# SET TASK
Each line that follows should be printed again exactly as it stands.

# SUPPLIED INFORMATION
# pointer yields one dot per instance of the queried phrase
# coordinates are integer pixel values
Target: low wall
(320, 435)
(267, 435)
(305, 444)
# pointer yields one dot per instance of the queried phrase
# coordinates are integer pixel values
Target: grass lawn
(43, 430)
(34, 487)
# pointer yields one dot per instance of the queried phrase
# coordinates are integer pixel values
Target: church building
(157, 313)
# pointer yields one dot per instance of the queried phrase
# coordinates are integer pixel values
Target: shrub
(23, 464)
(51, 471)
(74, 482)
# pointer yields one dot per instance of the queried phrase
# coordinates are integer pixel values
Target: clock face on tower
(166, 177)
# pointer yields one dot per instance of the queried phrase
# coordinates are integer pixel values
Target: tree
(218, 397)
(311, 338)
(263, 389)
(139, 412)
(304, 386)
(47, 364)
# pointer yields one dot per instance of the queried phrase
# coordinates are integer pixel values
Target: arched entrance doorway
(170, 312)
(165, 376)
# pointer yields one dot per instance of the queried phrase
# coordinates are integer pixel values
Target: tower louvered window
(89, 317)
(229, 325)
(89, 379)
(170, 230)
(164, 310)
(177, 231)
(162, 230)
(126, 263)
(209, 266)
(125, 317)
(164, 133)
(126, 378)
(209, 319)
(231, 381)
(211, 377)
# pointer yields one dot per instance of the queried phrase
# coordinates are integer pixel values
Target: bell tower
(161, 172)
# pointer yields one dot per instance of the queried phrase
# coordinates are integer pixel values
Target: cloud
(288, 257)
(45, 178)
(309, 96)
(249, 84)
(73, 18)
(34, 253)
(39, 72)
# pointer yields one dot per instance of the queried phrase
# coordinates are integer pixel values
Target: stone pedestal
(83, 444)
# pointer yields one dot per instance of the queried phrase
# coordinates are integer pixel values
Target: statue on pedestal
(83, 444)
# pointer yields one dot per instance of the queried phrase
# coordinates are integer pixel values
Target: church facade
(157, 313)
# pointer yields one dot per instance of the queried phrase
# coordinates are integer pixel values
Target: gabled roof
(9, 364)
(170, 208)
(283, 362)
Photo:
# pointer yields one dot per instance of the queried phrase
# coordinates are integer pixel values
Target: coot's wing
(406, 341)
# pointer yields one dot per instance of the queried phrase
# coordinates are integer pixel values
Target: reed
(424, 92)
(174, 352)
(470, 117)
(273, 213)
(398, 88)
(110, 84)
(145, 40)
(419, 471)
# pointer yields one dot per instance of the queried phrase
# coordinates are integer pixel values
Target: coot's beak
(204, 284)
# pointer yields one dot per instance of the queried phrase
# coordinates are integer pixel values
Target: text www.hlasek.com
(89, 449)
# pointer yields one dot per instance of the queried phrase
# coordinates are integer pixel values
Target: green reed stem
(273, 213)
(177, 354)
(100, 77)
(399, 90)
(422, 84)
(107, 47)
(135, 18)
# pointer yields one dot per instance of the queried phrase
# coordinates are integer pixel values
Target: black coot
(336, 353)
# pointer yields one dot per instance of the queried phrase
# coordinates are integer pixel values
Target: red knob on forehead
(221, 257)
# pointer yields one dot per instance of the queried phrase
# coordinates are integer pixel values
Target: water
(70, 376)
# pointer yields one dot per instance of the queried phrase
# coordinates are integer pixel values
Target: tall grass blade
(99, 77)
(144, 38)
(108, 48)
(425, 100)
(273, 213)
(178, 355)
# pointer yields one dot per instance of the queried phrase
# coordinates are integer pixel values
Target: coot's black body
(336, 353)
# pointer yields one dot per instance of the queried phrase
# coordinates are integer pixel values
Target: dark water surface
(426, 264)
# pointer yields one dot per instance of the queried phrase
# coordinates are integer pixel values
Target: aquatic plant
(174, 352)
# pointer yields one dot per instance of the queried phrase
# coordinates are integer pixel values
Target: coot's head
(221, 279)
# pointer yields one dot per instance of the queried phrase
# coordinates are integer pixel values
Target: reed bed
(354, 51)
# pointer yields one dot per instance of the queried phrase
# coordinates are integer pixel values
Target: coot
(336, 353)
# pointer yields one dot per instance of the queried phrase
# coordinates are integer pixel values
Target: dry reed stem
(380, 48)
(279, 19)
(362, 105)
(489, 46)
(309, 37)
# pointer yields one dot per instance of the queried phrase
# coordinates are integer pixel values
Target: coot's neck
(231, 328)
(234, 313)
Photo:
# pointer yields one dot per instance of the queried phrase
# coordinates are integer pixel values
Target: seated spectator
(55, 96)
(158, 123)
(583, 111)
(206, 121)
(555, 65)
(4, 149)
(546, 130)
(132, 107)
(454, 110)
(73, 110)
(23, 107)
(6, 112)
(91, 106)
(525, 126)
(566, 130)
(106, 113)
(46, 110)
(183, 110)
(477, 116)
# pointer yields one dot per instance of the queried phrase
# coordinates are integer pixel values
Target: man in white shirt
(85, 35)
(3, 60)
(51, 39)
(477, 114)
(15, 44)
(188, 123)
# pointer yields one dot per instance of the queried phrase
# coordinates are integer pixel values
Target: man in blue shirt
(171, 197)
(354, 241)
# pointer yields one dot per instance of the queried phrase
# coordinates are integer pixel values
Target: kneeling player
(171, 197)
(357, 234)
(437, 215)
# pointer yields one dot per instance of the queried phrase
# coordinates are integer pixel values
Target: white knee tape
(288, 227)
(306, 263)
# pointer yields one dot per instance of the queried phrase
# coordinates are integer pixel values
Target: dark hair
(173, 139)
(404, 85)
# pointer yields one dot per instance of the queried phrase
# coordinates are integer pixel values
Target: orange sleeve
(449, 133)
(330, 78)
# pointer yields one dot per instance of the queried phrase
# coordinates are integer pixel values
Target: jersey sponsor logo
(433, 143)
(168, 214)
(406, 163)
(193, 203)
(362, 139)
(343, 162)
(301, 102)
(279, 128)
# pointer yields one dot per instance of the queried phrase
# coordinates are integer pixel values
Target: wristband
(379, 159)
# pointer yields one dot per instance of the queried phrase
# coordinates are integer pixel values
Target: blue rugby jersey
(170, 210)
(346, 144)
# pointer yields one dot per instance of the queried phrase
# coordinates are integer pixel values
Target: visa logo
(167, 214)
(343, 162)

# FINAL ANSWER
# pointer yields one dot per instance of the queried phrase
# coordinates are integer pixel values
Target: low wall
(320, 435)
(267, 435)
(305, 444)
# pointer yields one dot per instance of the queried phrase
# coordinates are integer pixel values
Target: grass lawn
(43, 430)
(34, 487)
# pointer yields one dot per instance of the queried phrase
# coordinates are integer pixel values
Target: church building
(157, 313)
# pointer yields one dot per instance of the queried phrase
# coordinates are integer pixel values
Target: shrub
(23, 464)
(51, 471)
(74, 482)
# pointer yields one dot per instance of the queried phrase
# coordinates are integer pixel values
Target: clock face on tower
(166, 177)
# pointer yields one dot per instance of the queried phrase
# coordinates are integer pixel values
Target: tree
(218, 397)
(311, 338)
(263, 389)
(139, 412)
(304, 386)
(47, 364)
# pointer yields one dot per instance of the queried phrase
# coordinates are integer pixel values
Target: arched entrance doorway
(170, 312)
(165, 376)
# pointer yields one dot per instance of the queried phrase
# coordinates are integer pixel values
Target: tower louvered window
(89, 317)
(229, 325)
(89, 379)
(170, 230)
(164, 310)
(177, 231)
(162, 230)
(126, 263)
(209, 266)
(125, 317)
(164, 133)
(126, 378)
(209, 319)
(231, 381)
(211, 377)
# pointer yields one dot per instance of the queried phrase
# coordinates are integer pixel values
Target: bell tower
(161, 172)
# pointer yields one dot per instance of the queried phrase
# coordinates are integer pixel values
Target: cloud
(288, 257)
(45, 178)
(309, 96)
(249, 84)
(73, 18)
(34, 253)
(39, 72)
# pointer yields one dot per instance of the queried phrase
# coordinates are integer pixel values
Target: stone pedestal
(83, 444)
# pointer yields one dot per instance of the queried phrase
# coordinates are integer pixel values
Target: statue on pedestal
(83, 444)
# pointer yields one dot per instance of the queried phrase
# coordinates are integer pixel values
Target: church facade
(157, 313)
# pointer yields one dot per instance of the queried phrase
# coordinates are integer pixel values
Target: gabled roof
(9, 364)
(170, 208)
(283, 362)
Photo:
# pointer yields one dot per instance of the queried phrase
# coordinates are integer pixel values
Target: coot's wing
(406, 341)
# pointer yields one dot per instance of the queried phrase
# coordinates are integer pixel values
Target: reed
(424, 92)
(174, 352)
(470, 117)
(273, 213)
(398, 88)
(110, 84)
(145, 40)
(419, 471)
# pointer yields one dot per instance of the queried phrase
# coordinates are integer pixel values
Target: coot's beak
(204, 284)
# pointer yields one dot per instance of the queried phrase
# coordinates are integer pixel values
Target: text www.hlasek.com
(89, 449)
# pointer yields one dot per instance of the queried phrase
# coordinates are integer pixel values
Target: green reed stem
(273, 213)
(177, 354)
(100, 77)
(399, 90)
(422, 84)
(107, 47)
(135, 18)
# pointer yields one dot per instance of the queried phrase
# coordinates are integer pixel values
Target: black coot
(336, 353)
# pointer yields one dot per instance of the queried phrase
# coordinates are integer pixel values
Target: red knob on forehead
(221, 257)
# pointer yields one dot per instance of the queried phrase
# coordinates are integer pixel values
Target: water
(70, 376)
# pointer yields one dot per instance of the queried phrase
# coordinates are integer pixel values
Target: tall grass blade
(99, 77)
(144, 38)
(108, 48)
(425, 100)
(273, 213)
(178, 355)
# pointer yields one dot per instance of the queried phrase
# coordinates are integer pixel values
Target: coot's black body
(336, 353)
# pointer yields one dot per instance of the queried phrase
# coordinates are integer pixel values
Target: dark water surface
(426, 264)
# pointer yields one dot per instance of the queried phrase
# coordinates are integer pixel values
Target: aquatic plant
(174, 352)
# pointer yields one dot per instance of the queried phrase
# coordinates are integer pixel values
Target: coot's head
(221, 279)
# pointer yields one dot per instance of the queried phrase
# coordinates are integer pixel values
Target: reed bed
(354, 51)
# pointer yields one dot per instance of the queried phrase
# coordinates are integer pixel values
Target: coot
(336, 353)
# pointer yields one dot per instance of the queried phrase
# coordinates are integer pixel values
Target: dry reed stem
(380, 48)
(279, 19)
(362, 105)
(489, 46)
(309, 37)
# pointer yields one dot per instance of the queried phrase
# coordinates are integer pixel values
Target: coot's neck
(231, 328)
(234, 313)
Photo:
# pointer yields one dot per instance of the queried phrase
# coordinates are integer pixel values
Target: seated spectator
(55, 96)
(158, 123)
(583, 111)
(206, 121)
(555, 65)
(4, 149)
(546, 130)
(132, 107)
(454, 110)
(73, 110)
(23, 107)
(6, 112)
(91, 106)
(525, 126)
(566, 130)
(106, 113)
(46, 110)
(183, 110)
(477, 116)
# pointer yields one dot per instance of the queried phrase
# coordinates are integer pixel values
Target: man in white shirt
(85, 35)
(3, 60)
(51, 39)
(477, 114)
(15, 44)
(188, 123)
# pointer yields one dot per instance of the queried phrase
# coordinates are integer pixel values
Target: man in blue shirt
(171, 197)
(354, 241)
# pointer yields one dot per instance of the queried phrase
# coordinates are integer pixel values
Target: kneeling player
(171, 197)
(357, 234)
(437, 215)
# pointer yields one dot per instance of the queried phrase
# coordinates are integer pixel values
Target: white knee tape
(288, 227)
(306, 263)
# pointer yields one dot per instance of the queried phrase
# coordinates are integer pixel values
Target: dark hair
(173, 139)
(404, 85)
# pointer yields one dot per instance of the queried phrase
# coordinates are integer pixel values
Target: orange sleeve
(449, 133)
(330, 78)
# pointer yields one dot per instance of the queried phrase
# coordinates are integer pixel values
Target: jersey sponsor logo
(433, 143)
(168, 214)
(406, 163)
(193, 203)
(362, 139)
(343, 162)
(301, 102)
(279, 128)
# pointer yields one dot per instance of the queried phrase
# coordinates are integer pixel values
Target: wristband
(379, 159)
# pointer yields one dot per instance of the queried phrase
# coordinates are integer pixel values
Target: blue rugby jersey
(170, 210)
(346, 144)
# pointer yields one dot per instance of the queried phrase
# coordinates are integer pixel values
Target: visa logo
(167, 214)
(343, 162)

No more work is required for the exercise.